(Stored data)
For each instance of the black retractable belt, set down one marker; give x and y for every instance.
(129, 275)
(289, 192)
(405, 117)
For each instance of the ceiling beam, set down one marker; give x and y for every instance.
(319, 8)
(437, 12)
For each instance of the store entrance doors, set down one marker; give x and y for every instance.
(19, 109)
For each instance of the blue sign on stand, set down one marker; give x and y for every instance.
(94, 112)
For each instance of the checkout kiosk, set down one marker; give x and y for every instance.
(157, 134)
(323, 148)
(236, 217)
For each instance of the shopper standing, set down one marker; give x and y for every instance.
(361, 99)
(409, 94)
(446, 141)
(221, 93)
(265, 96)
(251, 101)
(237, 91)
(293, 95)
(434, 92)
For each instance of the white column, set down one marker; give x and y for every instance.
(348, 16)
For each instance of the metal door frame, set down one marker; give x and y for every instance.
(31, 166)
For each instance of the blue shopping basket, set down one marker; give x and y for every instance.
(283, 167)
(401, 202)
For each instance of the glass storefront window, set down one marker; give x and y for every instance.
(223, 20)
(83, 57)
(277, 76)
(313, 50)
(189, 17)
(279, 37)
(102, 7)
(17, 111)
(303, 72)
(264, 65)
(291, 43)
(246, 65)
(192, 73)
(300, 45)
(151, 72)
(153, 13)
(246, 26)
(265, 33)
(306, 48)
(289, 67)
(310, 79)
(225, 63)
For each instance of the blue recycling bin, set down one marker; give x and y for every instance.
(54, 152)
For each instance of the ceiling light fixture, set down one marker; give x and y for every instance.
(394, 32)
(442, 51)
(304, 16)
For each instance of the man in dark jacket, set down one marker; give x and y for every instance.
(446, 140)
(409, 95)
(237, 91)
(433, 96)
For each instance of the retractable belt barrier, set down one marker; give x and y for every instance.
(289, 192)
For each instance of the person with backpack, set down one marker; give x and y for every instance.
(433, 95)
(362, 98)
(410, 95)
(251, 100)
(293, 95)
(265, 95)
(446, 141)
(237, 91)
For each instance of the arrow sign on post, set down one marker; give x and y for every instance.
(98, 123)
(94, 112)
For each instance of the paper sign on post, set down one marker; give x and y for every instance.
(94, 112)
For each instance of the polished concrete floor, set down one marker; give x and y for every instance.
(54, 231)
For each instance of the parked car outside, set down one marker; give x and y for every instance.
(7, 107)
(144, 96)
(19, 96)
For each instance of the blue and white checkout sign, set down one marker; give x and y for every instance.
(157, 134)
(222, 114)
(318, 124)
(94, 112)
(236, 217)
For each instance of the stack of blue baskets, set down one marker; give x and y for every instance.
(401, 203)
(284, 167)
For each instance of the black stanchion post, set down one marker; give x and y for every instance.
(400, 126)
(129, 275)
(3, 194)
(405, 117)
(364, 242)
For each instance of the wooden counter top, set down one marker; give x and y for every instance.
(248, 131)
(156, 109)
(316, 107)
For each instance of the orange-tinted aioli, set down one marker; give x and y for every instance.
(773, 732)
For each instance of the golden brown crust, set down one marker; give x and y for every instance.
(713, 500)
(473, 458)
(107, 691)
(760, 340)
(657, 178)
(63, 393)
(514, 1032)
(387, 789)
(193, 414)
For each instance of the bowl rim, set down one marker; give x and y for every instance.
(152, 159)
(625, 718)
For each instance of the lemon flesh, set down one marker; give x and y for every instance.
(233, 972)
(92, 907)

--- TASK GOAL ---
Please repeat each line from the one with "For each instance of the person" through the last line of the data above, and add nothing.

--- SOLUTION TO THIS EXERCISE ---
For each instance of the person with backpack, set down one marker; give x and y for every instance.
(433, 95)
(362, 98)
(410, 95)
(251, 100)
(293, 95)
(265, 95)
(446, 141)
(237, 91)
For each instance of the arrow sign on post, set down one marker; give x and y for every instance.
(98, 123)
(94, 112)
For each instance of the paper sign on post, set down one marker; give x and y for every instance.
(94, 112)
For each instance of the polished concrete floor, set down one marker; give x and y for every instance.
(54, 231)
For each instance of the parked car outside, set down one marker; give x and y for every instance.
(7, 107)
(144, 96)
(19, 96)
For each instance of the blue and white checkout sign, set down one marker; give x and y for every instance.
(157, 134)
(222, 114)
(318, 124)
(94, 112)
(236, 217)
For each instance of the stack of blue baskets, set down one marker; give x and y for every instance.
(401, 203)
(284, 167)
For each instance of the black stanchion post, set down one marker; give x and y for every instance.
(400, 126)
(129, 275)
(3, 194)
(405, 117)
(364, 242)
For each instance of the wooden counter top, set down one marker; give x and y for every instance.
(248, 131)
(156, 109)
(316, 107)
For each instance of the orange-tinted aioli, set down one marker; give x and y for every instance.
(773, 732)
For each instance of the golden brown crust, set down one marker; give x and y for every instance.
(713, 500)
(473, 458)
(107, 691)
(760, 340)
(657, 178)
(63, 393)
(514, 1032)
(387, 789)
(193, 414)
For each instance of the bowl rim, set down one marker; give x and y for every instance.
(152, 159)
(625, 718)
For each instance of the lemon flesh, set down one marker; give x and y for every instance.
(233, 972)
(92, 907)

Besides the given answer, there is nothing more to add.